### LIST OF TASKS
a) Answer these questions from the posts about rebounding:
(i) How much did S. pay for the rebounder at Good Will?
(ii) What age does Roger give as his current age?
(iii) What does Gingermegs say rebounding caused or made much worse?
b) Reproduce the passage of the rebounding posts that opens with the words containing "Posted by Roger" and closes with "65 years old.".
c) Go on with the posts about rebounding, picking up right after the last sentence shown.

### PAGE TEXT
Posted by S. (Chicago, Usa) on 04/19/2014
I got a rebounder at Good Will for $5 a few years ago. I put it in the closet and forgot about it, but then brought it out recently and started using it because I felt congestion in my armpit lymphs and breast tenderness. I spend about 10 minutes a day on the rebounder bouncing and waving my arms up and down. (see youtube videos for how to do this). Definitely helping my issues. Also drinking more water throughout the day to flush the lymphs.
Posted by Wayfun (Modesto, Ca/ USA) on 10/21/2012
I no longer live in the country, but when I had a lot of land, we had a super big trampoline outside, and those kids had the best years of their lives on that thing. But it is really hard to go back to a little bouncey after a really big one! I miss that ol' tramp. I used to lope the outside in slow circles, and loved it. --T.
Posted by Roger (Colorado Springs, Colorado) on 05/12/2011
When I was 62 or 63, I used to get these intense pangs of pain that would last for about 10 seconds and then fade and then come back in 2 or 3 minutes. I would try to watch television, and it was INTENSE. Rebounding took it away. Rebounding does something wonderful. And when I am too tired to go to the gym, and I can at least rebound. I am 65 years old.
Posted by Gingermegs (Sydney, Nsw Australia) on 09/04/2011
WARNING- I tried rebounding and it made me get a prolapse or at least made a slight one much worse. I googled this and several women and sites said rebounding can cause it.

(Dataset items)
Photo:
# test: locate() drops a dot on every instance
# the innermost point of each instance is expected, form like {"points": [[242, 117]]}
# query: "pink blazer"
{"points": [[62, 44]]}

### OUTPUTS FOR THE TASKS
a)
(i) $5
(ii) 65 years old
(iii) A prolapse

b)
Posted by Roger (Colorado Springs, Colorado) on 05/12/2011
When I was 62 or 63, I used to get these intense pangs of pain that would last for about 10 seconds and then fade and then come back in 2 or 3 minutes. I would try to watch television, and it was INTENSE. Rebounding took it away. Rebounding does something wonderful. And when I am too tired to go to the gym, and I can at least rebound. I am 65 years old.

c)
I am going to be checked by a specialist and may need surgery. It is much more pronounced when I am tired. I have Sjogren's which makes me constipated. I used to be able to strenghthen my bladder with Kegels, but it is just getting worse as I get closer to 60.
Posted by Marilyn (Oswego, Il) on 12/11/2010
Just found out I have vaginal prolapse. Wouldnt this make the organs fall more with the jumping like that?
Posted by Kahili (Kilauea, Hawaii) on 09/10/2010
I have had sore throat problems and tonsil stones for most of my life. Otherwise, I feel pretty healthy. I read that using a rebounder (mini trampoline) stimulated your thyroid and helped with this problem. I decided to give it a try and it worked. I have had no tonsil stones and very few sore throats for about two years. I stopped using the mini trampoline for about a month due to an unrelated injury and the tonsil stones came back. I will be back on the mini tramp as soon as possible. I jump about 10 minutes 3 or 4 times a week. I am also a runner so this is not my only form of exercise. I'm not sure of exactly why this works, but it works for me. Thank you. By the way, this is a great site.